▶ [Задание]
Выведите без изменений часть приведённого ниже отрывка о рецензии на иркутское издание, начиная с места, где стоят слова «Этот пассаж, вызванный, по-видимому, желанием», и заканчивая словами «на иркутское издание[48].».

### Отрывок ###

Как увидите из примечаний, сюжеты почти все не новы, но в большинстве случаев разработка их крайне оригинальна и обнаруживает большое мастерство сказителей.
Этот пассаж, вызванный, по-видимому, желанием облегчить работу рецензента, направив его внимание на основные моменты, которые следует подчеркнуть в рецензии, напоминает скорее авторецензию: М. К. сообщает будущему рецензенту, каким бы он хотел видеть отзыв и что ему видится особенно важным. Однако Здобнов не воспользовался «подсказкой» и не отозвался на иркутское издание[48].

### Сохранённые записи ###

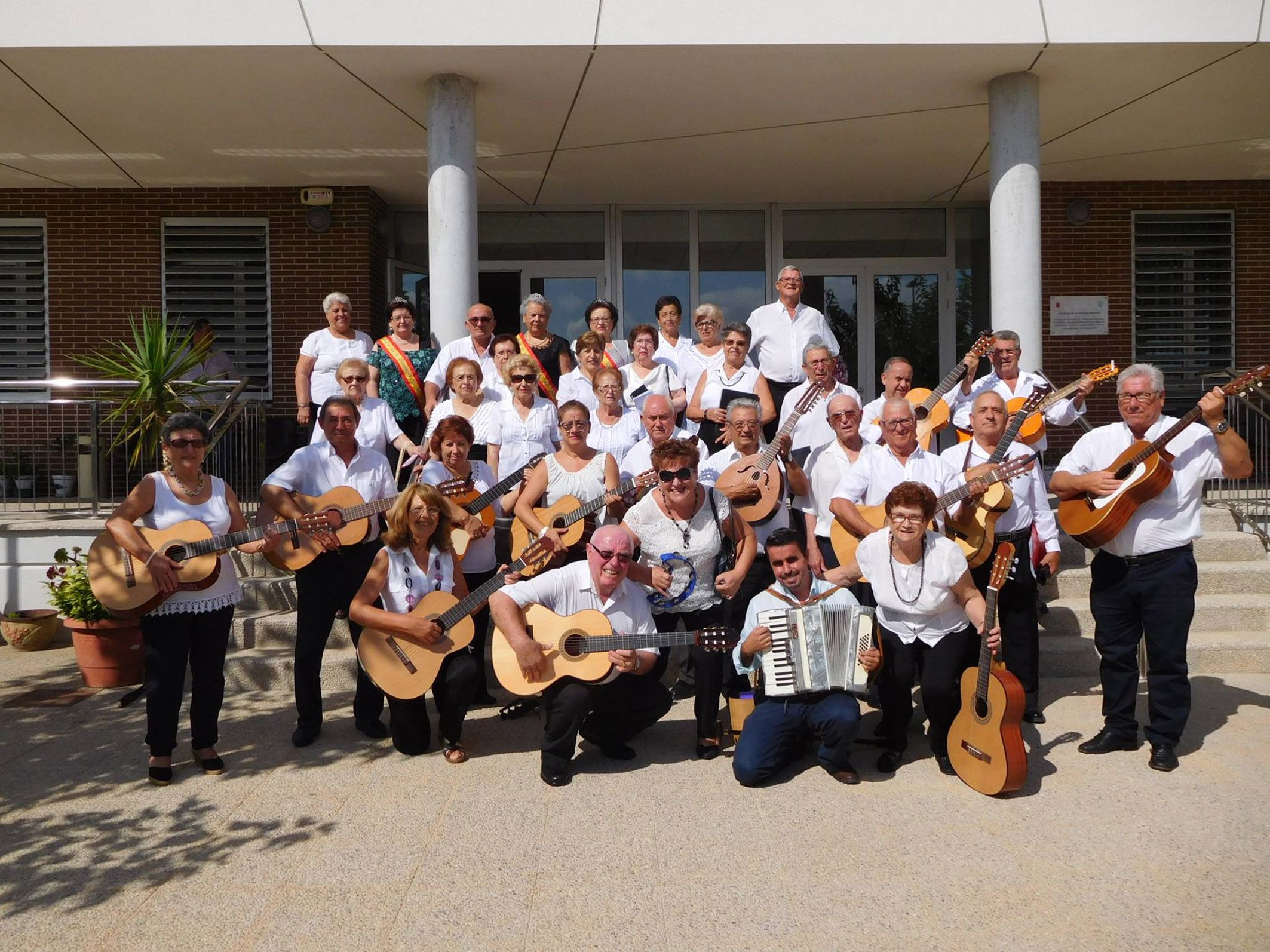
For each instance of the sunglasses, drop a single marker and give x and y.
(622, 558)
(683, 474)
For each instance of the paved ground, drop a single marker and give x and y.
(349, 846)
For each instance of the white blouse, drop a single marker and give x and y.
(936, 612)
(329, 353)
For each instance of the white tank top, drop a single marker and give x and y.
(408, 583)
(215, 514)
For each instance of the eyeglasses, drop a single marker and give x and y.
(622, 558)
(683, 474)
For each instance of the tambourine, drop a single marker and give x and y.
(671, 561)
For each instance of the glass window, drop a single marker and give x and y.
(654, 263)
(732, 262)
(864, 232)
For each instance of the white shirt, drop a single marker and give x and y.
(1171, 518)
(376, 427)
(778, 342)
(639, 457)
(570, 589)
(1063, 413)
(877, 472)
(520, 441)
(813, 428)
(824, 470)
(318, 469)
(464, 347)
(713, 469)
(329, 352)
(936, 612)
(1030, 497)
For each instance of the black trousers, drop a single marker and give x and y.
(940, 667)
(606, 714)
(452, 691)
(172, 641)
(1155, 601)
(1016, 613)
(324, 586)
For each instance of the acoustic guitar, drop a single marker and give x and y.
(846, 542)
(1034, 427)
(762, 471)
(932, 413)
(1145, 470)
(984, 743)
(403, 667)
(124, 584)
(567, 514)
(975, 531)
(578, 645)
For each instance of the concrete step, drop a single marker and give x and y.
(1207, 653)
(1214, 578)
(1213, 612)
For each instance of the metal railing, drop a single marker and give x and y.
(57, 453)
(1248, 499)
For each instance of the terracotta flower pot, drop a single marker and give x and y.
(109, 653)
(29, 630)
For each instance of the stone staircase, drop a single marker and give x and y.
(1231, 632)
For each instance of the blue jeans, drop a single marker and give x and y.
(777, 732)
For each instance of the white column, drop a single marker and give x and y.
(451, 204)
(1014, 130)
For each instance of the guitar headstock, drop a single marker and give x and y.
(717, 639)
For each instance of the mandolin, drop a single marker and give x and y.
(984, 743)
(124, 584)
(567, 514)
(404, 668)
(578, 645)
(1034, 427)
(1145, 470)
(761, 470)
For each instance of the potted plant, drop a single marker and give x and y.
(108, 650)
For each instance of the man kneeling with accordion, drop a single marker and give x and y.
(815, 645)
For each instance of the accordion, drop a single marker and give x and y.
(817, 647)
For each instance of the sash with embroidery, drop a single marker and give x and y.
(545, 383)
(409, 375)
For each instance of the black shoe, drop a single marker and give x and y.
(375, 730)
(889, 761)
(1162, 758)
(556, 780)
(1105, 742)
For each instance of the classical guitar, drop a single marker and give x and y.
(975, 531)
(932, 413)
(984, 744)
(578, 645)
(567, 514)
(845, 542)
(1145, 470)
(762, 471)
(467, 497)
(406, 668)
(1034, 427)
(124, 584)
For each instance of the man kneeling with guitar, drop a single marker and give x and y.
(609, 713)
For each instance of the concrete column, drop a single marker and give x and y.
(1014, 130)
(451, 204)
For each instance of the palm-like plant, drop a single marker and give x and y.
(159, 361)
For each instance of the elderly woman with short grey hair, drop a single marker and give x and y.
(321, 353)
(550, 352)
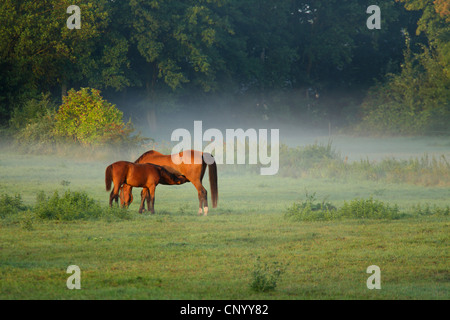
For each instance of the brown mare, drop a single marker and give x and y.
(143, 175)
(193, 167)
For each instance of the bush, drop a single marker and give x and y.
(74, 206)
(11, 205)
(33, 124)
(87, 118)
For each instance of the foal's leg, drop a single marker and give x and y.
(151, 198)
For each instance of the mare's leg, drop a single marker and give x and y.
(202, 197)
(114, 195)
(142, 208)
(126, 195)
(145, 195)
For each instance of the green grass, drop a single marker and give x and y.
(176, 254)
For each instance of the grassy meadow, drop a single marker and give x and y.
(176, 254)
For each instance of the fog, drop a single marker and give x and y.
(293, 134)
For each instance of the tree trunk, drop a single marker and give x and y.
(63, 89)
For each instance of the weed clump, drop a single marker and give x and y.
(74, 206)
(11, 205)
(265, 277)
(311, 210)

###

▶ [Правильный ответ]
Этот пассаж, вызванный, по-видимому, желанием облегчить работу рецензента, направив его внимание на основные моменты, которые следует подчеркнуть в рецензии, напоминает скорее авторецензию: М. К. сообщает будущему рецензенту, каким бы он хотел видеть отзыв и что ему видится особенно важным. Однако Здобнов не воспользовался «подсказкой» и не отозвался на иркутское издание[48].